# PROBLEM TO WORK ON
Render everything in the records from the line containing "target: scarf fold" down to the line containing "M 170 129 L", both included, as a Markdown table with the columns Row and Line. Number each row, and leave out blank lines and pictures.

# DATASET
*****

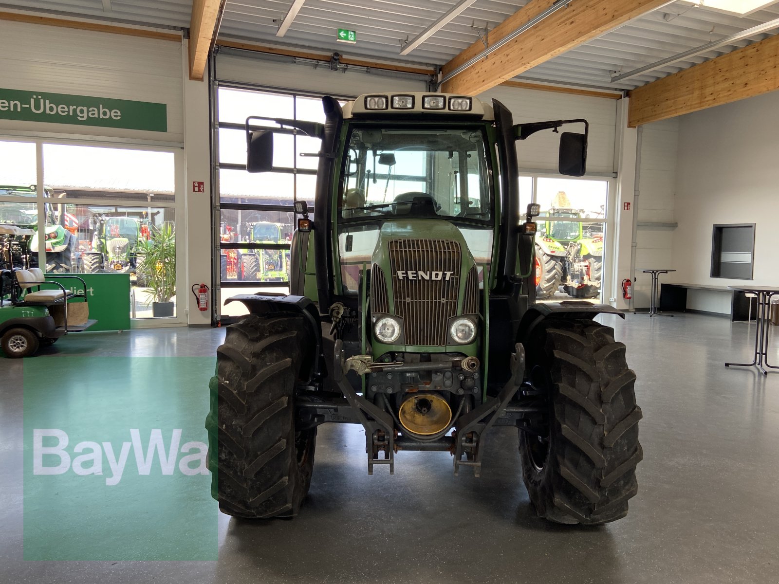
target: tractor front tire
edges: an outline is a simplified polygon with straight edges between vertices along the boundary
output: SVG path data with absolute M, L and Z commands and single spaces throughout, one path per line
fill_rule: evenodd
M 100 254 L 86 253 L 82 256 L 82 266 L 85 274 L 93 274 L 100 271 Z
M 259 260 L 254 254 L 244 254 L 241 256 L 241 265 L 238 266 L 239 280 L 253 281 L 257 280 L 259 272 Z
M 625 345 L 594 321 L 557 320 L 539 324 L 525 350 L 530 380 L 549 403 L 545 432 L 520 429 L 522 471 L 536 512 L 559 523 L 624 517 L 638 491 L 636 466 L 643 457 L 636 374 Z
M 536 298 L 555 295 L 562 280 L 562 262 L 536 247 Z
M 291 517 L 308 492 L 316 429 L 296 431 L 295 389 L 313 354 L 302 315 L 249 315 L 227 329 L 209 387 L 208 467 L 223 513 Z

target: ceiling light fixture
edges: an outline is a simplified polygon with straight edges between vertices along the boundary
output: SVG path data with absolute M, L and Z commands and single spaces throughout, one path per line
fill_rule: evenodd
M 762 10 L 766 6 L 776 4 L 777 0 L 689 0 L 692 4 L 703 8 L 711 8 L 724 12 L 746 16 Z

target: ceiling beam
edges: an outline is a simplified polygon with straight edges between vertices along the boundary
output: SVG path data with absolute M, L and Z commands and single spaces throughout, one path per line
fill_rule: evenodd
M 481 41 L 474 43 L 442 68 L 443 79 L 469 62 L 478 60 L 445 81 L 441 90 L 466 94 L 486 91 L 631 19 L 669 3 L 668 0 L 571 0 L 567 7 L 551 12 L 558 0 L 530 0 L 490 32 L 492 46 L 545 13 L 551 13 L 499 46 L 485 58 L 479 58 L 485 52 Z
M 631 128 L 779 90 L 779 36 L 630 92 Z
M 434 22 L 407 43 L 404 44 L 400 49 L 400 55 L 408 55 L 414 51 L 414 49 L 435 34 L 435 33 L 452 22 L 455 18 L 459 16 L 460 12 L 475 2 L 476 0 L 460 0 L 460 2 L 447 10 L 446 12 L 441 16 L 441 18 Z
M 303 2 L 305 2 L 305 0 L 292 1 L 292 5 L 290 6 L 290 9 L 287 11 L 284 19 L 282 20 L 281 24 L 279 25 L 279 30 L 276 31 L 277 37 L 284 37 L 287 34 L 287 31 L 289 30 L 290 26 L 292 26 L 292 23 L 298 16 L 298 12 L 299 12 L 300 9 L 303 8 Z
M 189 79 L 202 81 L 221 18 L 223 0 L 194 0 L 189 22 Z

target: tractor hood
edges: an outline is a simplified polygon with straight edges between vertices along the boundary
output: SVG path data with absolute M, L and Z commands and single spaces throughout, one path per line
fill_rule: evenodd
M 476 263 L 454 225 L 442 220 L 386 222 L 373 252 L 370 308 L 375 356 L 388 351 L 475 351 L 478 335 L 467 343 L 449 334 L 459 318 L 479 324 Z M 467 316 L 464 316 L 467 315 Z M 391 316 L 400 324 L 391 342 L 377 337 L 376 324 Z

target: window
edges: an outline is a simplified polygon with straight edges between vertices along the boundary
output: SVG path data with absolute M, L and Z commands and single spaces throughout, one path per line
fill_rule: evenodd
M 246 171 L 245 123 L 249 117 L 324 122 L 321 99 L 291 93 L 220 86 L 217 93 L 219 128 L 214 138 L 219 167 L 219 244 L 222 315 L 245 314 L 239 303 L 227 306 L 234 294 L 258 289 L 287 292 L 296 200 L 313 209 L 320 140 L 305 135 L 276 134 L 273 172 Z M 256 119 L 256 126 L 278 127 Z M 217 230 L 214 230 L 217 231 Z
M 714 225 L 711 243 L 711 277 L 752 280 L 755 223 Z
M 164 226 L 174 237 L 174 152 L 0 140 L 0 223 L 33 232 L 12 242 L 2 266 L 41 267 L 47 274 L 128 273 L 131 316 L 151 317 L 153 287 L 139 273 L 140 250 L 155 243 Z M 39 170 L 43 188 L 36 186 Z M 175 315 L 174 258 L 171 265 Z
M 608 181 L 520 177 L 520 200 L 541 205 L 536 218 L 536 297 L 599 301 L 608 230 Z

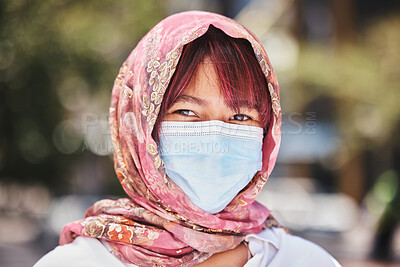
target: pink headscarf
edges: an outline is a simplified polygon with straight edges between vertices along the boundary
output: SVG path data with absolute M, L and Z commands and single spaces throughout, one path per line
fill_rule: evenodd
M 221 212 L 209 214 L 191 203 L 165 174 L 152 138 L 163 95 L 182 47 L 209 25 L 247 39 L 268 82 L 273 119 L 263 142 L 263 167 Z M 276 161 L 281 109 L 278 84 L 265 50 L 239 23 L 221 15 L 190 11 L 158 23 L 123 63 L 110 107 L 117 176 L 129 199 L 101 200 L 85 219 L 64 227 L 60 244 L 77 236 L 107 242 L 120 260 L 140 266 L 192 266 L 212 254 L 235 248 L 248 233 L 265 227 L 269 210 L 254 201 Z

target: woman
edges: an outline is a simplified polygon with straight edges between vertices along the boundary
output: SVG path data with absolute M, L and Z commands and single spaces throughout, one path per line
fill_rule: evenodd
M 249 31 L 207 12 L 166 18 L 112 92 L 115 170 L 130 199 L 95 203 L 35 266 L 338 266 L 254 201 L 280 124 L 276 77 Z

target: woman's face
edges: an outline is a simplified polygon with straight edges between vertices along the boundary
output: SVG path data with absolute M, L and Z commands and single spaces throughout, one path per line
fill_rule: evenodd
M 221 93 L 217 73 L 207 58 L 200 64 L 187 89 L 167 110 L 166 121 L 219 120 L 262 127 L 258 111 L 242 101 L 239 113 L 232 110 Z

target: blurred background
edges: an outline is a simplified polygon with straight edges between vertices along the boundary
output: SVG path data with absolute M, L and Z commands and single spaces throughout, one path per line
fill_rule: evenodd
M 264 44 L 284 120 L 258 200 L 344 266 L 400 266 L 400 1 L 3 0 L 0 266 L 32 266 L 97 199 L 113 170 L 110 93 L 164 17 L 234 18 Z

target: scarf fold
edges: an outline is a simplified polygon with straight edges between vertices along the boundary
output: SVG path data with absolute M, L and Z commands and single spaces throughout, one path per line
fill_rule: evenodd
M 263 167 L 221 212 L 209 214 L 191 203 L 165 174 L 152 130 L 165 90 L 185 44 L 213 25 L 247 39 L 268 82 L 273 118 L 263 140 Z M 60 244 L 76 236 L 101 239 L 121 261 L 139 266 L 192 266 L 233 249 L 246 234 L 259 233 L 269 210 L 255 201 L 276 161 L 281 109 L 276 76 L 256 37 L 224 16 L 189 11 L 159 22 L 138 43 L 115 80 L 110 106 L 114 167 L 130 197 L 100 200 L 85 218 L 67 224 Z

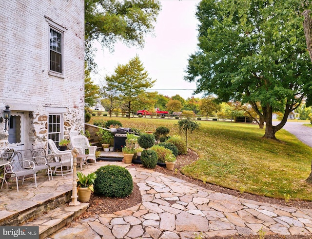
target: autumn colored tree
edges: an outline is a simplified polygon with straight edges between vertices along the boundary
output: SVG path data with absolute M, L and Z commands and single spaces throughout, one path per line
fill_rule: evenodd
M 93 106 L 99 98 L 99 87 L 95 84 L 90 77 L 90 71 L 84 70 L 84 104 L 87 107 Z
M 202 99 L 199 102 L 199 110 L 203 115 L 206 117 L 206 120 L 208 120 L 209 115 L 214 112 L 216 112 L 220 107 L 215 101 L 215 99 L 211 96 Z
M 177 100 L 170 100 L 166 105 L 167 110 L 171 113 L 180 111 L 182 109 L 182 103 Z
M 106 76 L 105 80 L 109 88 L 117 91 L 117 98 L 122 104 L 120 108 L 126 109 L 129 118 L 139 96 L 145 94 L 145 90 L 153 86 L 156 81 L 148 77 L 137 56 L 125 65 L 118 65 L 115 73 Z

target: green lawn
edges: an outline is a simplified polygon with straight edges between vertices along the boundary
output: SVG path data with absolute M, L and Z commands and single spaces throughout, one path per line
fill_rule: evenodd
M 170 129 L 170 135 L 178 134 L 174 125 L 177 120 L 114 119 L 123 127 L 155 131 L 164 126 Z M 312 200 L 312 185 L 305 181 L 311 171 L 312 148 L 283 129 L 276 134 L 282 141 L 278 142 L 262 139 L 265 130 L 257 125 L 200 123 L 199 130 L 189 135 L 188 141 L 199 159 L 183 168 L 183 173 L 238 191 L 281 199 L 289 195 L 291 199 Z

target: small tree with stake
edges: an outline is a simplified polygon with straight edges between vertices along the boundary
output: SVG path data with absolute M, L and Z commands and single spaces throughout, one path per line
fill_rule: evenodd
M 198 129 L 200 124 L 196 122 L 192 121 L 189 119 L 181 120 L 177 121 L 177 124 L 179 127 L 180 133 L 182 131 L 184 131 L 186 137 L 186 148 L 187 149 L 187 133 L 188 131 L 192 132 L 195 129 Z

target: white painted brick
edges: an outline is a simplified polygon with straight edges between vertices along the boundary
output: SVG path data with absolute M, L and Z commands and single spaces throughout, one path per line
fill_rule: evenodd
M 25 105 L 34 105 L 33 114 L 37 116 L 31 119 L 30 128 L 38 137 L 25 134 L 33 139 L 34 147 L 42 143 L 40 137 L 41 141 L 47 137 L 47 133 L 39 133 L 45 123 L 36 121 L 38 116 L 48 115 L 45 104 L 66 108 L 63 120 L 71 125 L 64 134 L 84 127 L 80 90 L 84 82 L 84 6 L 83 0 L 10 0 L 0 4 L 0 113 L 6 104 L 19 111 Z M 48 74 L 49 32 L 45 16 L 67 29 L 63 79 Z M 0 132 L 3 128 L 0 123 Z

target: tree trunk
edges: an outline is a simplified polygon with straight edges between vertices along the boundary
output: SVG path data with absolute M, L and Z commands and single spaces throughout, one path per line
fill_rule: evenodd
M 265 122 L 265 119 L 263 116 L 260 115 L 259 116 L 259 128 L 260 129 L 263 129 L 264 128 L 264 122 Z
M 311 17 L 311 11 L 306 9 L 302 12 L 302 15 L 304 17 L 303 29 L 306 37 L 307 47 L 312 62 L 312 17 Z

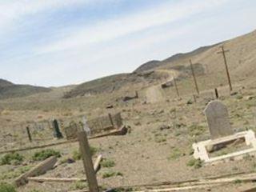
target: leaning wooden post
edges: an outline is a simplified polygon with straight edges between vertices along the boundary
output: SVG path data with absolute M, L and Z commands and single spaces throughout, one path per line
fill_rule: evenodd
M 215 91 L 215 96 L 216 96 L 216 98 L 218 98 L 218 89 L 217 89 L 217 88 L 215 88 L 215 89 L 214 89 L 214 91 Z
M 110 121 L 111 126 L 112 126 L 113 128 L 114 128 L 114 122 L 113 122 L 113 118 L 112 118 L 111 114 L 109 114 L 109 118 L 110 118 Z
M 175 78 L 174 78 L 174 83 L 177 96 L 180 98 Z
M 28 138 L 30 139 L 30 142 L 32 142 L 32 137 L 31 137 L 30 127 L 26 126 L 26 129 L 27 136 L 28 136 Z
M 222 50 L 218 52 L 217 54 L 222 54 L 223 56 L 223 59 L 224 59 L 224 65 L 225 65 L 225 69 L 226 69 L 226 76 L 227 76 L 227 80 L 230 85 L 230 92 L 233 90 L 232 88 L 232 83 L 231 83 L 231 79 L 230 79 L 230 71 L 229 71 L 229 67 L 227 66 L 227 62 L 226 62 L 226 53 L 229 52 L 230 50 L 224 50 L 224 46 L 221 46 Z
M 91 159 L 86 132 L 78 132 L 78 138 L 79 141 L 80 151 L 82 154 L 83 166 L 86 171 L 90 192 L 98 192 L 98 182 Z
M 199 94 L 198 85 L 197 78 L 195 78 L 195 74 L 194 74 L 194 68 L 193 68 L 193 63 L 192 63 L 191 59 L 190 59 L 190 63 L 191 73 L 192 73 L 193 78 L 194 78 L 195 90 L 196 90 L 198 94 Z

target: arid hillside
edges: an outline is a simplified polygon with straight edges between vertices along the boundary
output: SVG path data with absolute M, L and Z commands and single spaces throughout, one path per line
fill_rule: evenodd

*****

# RESPONSE FOR THIS EXERCISE
| Row | Line |
|---|---|
| 1 | target: scarf fold |
| 2 | edges: an outline is a simplified polygon with straight edges between vertices along the boundary |
| 3 | output: SVG path data with absolute M, L and Z commands and single spaces throughout, one path per line |
| 4 | fill_rule: evenodd |
| 5 | M 263 167 L 221 212 L 209 214 L 191 203 L 165 174 L 152 130 L 165 90 L 185 44 L 213 25 L 247 39 L 268 82 L 273 118 L 263 140 Z M 60 244 L 76 236 L 101 239 L 121 261 L 139 266 L 192 266 L 233 249 L 246 234 L 259 233 L 269 210 L 255 201 L 276 161 L 281 109 L 276 76 L 256 37 L 224 16 L 189 11 L 159 22 L 138 43 L 115 80 L 110 106 L 114 167 L 130 197 L 100 200 L 85 218 L 67 224 Z |
| 6 | target: autumn colored tree |
| 7 | edges: an outline is a simplified polygon with straight edges between vertices along the boundary |
| 8 | output: SVG path data with absolute M, L and Z commands and single spaces throughout, one path per line |
| 9 | fill_rule: evenodd |
| 10 | M 93 106 L 99 98 L 99 87 L 95 84 L 90 77 L 90 71 L 84 70 L 84 104 L 87 107 Z |
| 11 | M 202 99 L 199 102 L 199 110 L 203 115 L 206 117 L 206 120 L 208 120 L 209 115 L 214 112 L 216 112 L 220 107 L 215 101 L 215 99 L 211 96 Z |
| 12 | M 177 100 L 170 100 L 166 105 L 167 110 L 171 113 L 180 111 L 182 109 L 182 103 Z |
| 13 | M 106 76 L 105 80 L 109 88 L 117 91 L 117 98 L 122 104 L 120 108 L 126 109 L 129 118 L 139 96 L 145 94 L 145 90 L 153 86 L 156 81 L 148 77 L 137 56 L 125 65 L 118 65 L 115 73 Z |
| 14 | target: green lawn |
| 15 | edges: an outline is a simplified polygon with straight edges between vertices along the boundary |
| 16 | output: SVG path data with absolute M, L and Z commands and single spaces throughout, one path per line |
| 17 | fill_rule: evenodd |
| 18 | M 170 129 L 170 135 L 178 134 L 174 125 L 177 120 L 114 119 L 123 127 L 155 131 L 164 126 Z M 312 200 L 312 185 L 305 181 L 311 171 L 312 148 L 283 129 L 276 134 L 282 141 L 278 142 L 262 139 L 265 130 L 257 125 L 200 123 L 199 130 L 189 135 L 188 141 L 199 159 L 183 168 L 183 173 L 238 191 L 281 199 L 289 195 L 291 199 Z |